### Selected text

----------------------------------------

The cruelest part, perhaps, of this economic condition globally is how it plays against type. In all prior cycles, economies of all kinds and orientations all over the globe would go into recession and then bounce right of it once at the bottom. It was often difficult to see the bottom, of course, but once recovery happened there was no arguing against it. Since the Great “Recession”, which was global, no matter what kind of economy was affected by it they have largely all changed in the same way.

The “rising dollar” hit EM economies by far the hardest, and for that most of them suffered years of contraction. While numerous statistics here and in other places are starting to suggest an end to that specific downturn, against all prior experience it doesn’t mean recovery. In places like Brazil, you end up with what used to be called “scraping along the bottom” – at best.

 

Brazil Industrial Production 1975 - 2016

Brazil Industrial Production 1975 - 2016

- Click to enlarge

Last month, the OECD estimated that in November 2016 for the first time in almost three years industrial production was positive year-over-year. It was really flat (+0.8%), but though the number was low it was at least one with a plus sign in front of it. That may seem like the turnaround Brazilians have been waiting and hoping for, the seasonally-adjusted series instead submits that may be more than they should expect.

Brazil Industrial Production Jan 2014 - Dec 2016

Brazil Industrial Production Jan 2014 - Dec 2016

- Click to enlarge

Even if a more determined rebound were indicated, it doesn’t come close to erasing the contraction that really began in the middle of 2013. Since peaking in June of that year, small coincidence given the “dollar” actions at the time, Brazil’s IP index is down an astounding 19% through November. Some renewed positive numbers are small comfort given what has transpired.

Brazil Industrial Production 2002 - 2017

Brazil Industrial Production 2002 - 2017

- Click to enlarge

Further, there are still lingering doubts as to even the sustainability of those positive numbers. For one, as noted a few days ago, whatever “dollar” source that showed up around March 2016, where IP started up again, has trailed off or even disappeared. There is the nontrivial possibility that the lack of further contraction might just be temporary. That might leave Brazil susceptible to further strains even where “dollar” funding issues aren’t as immediate again (uncertainties are more than enough to depress real economic functions).

International Reserves and Foreign Currency Liquidity, September 2008 - 2016

International Reserves and Foreign Currency Liquidity, September 2008 - 2016

- Click to enlarge

In terms of Brazilian GDP, year-over-year it has been negative for 10 straight quarters, a length and a depth far and away worse than during the Great “Recession.” And there is every expectation that streak continued in Q4 (we will have to wait until early March for the initial estimates).

Absent a true and credible recovery outlook, Brazil will be mired further in depression even where some statistics may show plus signs again for the first time in years. If GDP, for instance, should turn positive in Q4 (current expectations are for about -2% again) unless it is plus by a lot it isn’t meaningfully different or even all that helpful. After suffering enormous contraction for so long what is needed, demanded, is equally enormous recovery. Anything short of that is more of the same.

----------------------------------------

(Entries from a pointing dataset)

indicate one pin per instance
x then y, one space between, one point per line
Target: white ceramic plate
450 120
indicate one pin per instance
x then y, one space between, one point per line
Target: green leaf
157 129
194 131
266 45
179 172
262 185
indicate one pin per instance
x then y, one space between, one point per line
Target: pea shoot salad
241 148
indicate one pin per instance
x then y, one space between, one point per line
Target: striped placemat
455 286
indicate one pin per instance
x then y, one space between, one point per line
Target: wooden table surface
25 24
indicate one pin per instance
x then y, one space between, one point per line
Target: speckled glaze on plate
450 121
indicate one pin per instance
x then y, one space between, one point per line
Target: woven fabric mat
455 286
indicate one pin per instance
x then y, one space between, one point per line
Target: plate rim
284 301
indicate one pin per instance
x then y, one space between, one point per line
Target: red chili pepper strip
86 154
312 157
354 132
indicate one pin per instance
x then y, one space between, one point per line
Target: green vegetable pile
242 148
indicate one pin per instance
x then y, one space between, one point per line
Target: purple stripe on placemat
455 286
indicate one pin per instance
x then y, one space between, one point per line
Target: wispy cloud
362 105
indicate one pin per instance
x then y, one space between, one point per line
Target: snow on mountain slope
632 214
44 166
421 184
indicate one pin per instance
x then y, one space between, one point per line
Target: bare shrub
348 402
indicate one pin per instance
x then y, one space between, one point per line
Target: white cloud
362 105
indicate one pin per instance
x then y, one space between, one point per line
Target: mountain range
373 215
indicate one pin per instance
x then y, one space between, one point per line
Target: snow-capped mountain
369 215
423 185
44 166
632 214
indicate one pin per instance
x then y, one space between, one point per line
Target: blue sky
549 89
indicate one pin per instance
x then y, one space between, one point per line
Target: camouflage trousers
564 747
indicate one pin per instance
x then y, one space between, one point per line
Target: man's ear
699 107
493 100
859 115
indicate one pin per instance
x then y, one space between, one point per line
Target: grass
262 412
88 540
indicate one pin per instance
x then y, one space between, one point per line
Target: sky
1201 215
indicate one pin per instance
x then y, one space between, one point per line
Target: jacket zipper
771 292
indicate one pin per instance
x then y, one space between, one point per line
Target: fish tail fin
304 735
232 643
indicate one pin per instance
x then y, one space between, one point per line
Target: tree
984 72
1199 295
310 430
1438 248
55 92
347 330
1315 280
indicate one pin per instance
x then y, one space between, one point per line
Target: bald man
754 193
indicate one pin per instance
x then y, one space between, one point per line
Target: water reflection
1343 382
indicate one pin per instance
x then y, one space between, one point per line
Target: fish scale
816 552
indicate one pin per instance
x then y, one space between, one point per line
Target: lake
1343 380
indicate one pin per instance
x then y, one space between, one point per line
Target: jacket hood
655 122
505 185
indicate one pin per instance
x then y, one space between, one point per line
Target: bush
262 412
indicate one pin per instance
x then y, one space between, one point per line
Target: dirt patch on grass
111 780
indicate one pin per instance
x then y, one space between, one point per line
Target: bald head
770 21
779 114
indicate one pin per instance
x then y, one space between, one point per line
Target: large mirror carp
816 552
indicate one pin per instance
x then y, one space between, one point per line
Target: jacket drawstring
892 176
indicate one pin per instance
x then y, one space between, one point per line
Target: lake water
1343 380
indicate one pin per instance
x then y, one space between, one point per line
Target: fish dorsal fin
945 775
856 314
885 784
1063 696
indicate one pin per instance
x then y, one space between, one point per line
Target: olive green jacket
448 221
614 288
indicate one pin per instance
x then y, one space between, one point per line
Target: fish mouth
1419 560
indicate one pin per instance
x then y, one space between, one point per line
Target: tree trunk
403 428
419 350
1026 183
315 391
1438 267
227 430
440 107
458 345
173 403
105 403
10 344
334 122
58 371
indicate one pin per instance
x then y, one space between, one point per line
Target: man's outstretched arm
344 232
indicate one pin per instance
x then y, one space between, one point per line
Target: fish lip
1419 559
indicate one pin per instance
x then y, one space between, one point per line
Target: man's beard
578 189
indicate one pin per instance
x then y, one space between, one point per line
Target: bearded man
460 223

----------------------------------------

### To do
List every distinct chart title given in the text on Brazil's economic downturn, naming each one only once.

### Written solution
- Brazil Industrial Production 1975 - 2016
- Brazil Industrial Production Jan 2014 - Dec 2016
- Brazil Industrial Production 2002 - 2017
- International Reserves and Foreign Currency Liquidity, September 2008 - 2016